Source text:

** begin **

Nicolson was a moderate National-Labour Member of the House of Commons. He would later prove not to be blinded by anticommunism and would, like Churchill, oppose Chamberlain’s policy of ‘appeasement’. The majority of the Conservative party was much less liberal than Nicolson. Nevertheless, here was a liberal whose fear of the ‘armed proletariat’ in Spain reached such an extent that he could forget the reason for which the Spanish proletariat was being armed. The Spanish proletariat remained unarmed until the generals started their rebellion. The republic had been betrayed. It had then been saved by the sacrifices of the people who took arms, and did not spare their lives in defence of the government who won the recent elections.
If a ‘liberal’ Conservative could be so frightened of the Spanish armed people as to see in its government a precursor to a communist revolution, it is not difficult to realise what were the feelings of the more characteristic Conservative. Henry Channon, a future member of the Neville Chamberlain claque , wrote in his diary on July 27, 1936:

..Austen Chamberlain..made a really stupid speech in which he attacked Germany with unreasoning violence..

The situation in Spain.. is very serious. The army of the Right elements, revolted by the appalling Left government, have tried by a coup de main to seize power. For a few days, we had hoped they would win, though tonight it seems as if the Red Government, alas, will triumph

The Spanish Government is called ‘Red’, an adjective associated with the Russian revolution. It helps confuse the issues. Channon soon became more optimistic. On March 8, 1937, the day his appointment as Parliamentary Private Secretary to Rab Butler was announced, he wrote in his diary :

I am relieved that the FO is not so opposed to Franco as I had feared, and seem well aware of the tricks of Republican Spain.

Channon expresses the feelings of the establishment and those of the British Government. The British people, though, had a different stand. Channon writes in his diary on March 29:

Franco advances — victory is clearly his. He has been so misunderstood, so misrepresented in this country that to champion him, and I have done, is dangerous from a Constituency point of view

The Spanish Government was entitled to bring the matter of Germany’s and Italy’s support of Franco, to the attention of the League of Nations. However, as F.P. Walters mention :

In their anxiety to avoid any open break with the Axis powers, Britain and France, persistently discouraged any suggestion that the war in Spain should be dealt with by the Council or the Assembly.

The official position of the British Government was that it would favour all possible measures intended to confine the conflict within Spain and prevent its extension to the rest of Europe. The British Government became therefore a proponent of the policy of ‘non-intervention’ purportedly to realise the stated aim.

** end **

Work to complete:
• a. In the Spanish Civil War excerpt, what appointment of Channon's was announced on March 8, 1937?
• b. From the Spanish Civil War excerpt, retype the stretch from "If a ‘liberal’" through "with unreasoning violence..".
• c. Using the Spanish Civil War excerpt, decide whether each statement agrees with it: (i) Nicolson was a National-Labour Member of the House of Commons; (ii) Britain and France encouraged having the war in Spain dealt with by the League's Council or Assembly; (iii) the Spanish proletariat was armed before the generals started their rebellion. Answer yes or no for each and quote the words that settle it.

Data provided:
** begin **

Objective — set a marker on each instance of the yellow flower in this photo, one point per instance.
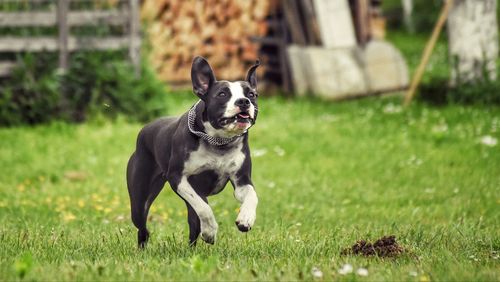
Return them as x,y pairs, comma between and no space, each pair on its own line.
81,203
68,216
424,278
21,187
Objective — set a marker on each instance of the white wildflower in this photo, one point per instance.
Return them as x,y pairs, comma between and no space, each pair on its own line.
362,271
316,272
279,151
489,141
392,109
259,152
346,269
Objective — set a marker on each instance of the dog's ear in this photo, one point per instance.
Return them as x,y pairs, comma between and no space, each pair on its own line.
202,77
252,76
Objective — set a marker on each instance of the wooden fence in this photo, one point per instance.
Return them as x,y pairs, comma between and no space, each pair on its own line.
63,18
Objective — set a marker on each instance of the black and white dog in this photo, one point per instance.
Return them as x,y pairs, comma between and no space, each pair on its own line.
198,153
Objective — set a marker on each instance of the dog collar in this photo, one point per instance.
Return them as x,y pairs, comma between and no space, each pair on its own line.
212,140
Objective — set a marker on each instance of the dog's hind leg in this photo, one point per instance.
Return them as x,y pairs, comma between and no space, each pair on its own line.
194,224
144,183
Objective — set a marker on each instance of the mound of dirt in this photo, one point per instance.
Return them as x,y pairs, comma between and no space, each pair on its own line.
383,247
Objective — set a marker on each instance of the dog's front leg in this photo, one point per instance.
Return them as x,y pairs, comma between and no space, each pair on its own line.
208,224
246,195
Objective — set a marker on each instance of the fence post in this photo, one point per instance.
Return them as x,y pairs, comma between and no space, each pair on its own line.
62,22
134,50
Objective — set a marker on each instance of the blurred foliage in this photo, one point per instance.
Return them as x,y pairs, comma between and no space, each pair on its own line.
96,83
424,17
438,91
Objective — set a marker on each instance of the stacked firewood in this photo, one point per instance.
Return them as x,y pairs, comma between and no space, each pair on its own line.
219,30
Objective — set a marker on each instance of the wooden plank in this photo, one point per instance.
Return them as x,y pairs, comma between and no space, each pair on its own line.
429,46
36,44
6,68
62,41
362,21
75,18
310,24
292,17
134,49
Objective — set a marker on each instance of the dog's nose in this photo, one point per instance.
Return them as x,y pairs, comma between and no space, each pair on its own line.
243,103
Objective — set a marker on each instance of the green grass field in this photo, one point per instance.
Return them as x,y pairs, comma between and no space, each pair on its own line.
327,174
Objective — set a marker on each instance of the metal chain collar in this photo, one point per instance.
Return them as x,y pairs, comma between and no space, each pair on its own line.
212,140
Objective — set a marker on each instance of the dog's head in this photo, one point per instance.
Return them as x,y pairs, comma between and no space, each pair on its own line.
230,107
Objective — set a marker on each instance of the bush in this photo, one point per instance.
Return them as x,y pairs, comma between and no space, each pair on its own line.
96,83
31,94
438,91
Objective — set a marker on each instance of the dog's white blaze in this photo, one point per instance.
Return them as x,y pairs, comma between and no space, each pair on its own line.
226,166
248,198
208,224
206,158
236,93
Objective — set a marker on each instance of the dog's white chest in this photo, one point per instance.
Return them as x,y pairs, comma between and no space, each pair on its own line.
224,163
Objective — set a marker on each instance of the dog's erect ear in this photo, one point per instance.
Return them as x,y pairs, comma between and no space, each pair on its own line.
202,76
252,76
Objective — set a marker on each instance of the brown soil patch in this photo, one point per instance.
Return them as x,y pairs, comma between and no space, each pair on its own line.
383,247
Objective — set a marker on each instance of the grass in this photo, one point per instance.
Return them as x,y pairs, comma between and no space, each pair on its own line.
326,174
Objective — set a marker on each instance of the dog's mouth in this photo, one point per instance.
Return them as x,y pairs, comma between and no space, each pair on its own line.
242,117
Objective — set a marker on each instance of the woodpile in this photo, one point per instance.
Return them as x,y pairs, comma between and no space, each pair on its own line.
219,30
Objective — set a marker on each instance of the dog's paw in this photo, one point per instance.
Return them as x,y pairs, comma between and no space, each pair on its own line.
245,220
209,231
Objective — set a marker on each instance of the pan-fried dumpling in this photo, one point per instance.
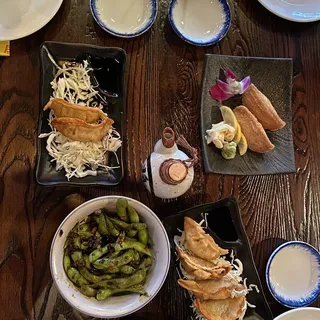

** end **

Responses:
• a. His appointment as Parliamentary Private Secretary to Rab Butler.

• b.
If a ‘liberal’ Conservative could be so frightened of the Spanish armed people as to see in its government a precursor to a communist revolution, it is not difficult to realise what were the feelings of the more characteristic Conservative. Henry Channon, a future member of the Neville Chamberlain claque , wrote in his diary on July 27, 1936:

..Austen Chamberlain..made a really stupid speech in which he attacked Germany with unreasoning violence..

• c.
(i) Yes: "Nicolson was a moderate National-Labour Member of the House of Commons."
(ii) No: "Britain and France, persistently discouraged any suggestion that the war in Spain should be dealt with by the Council or the Assembly."
(iii) No: "The Spanish proletariat remained unarmed until the generals started their rebellion."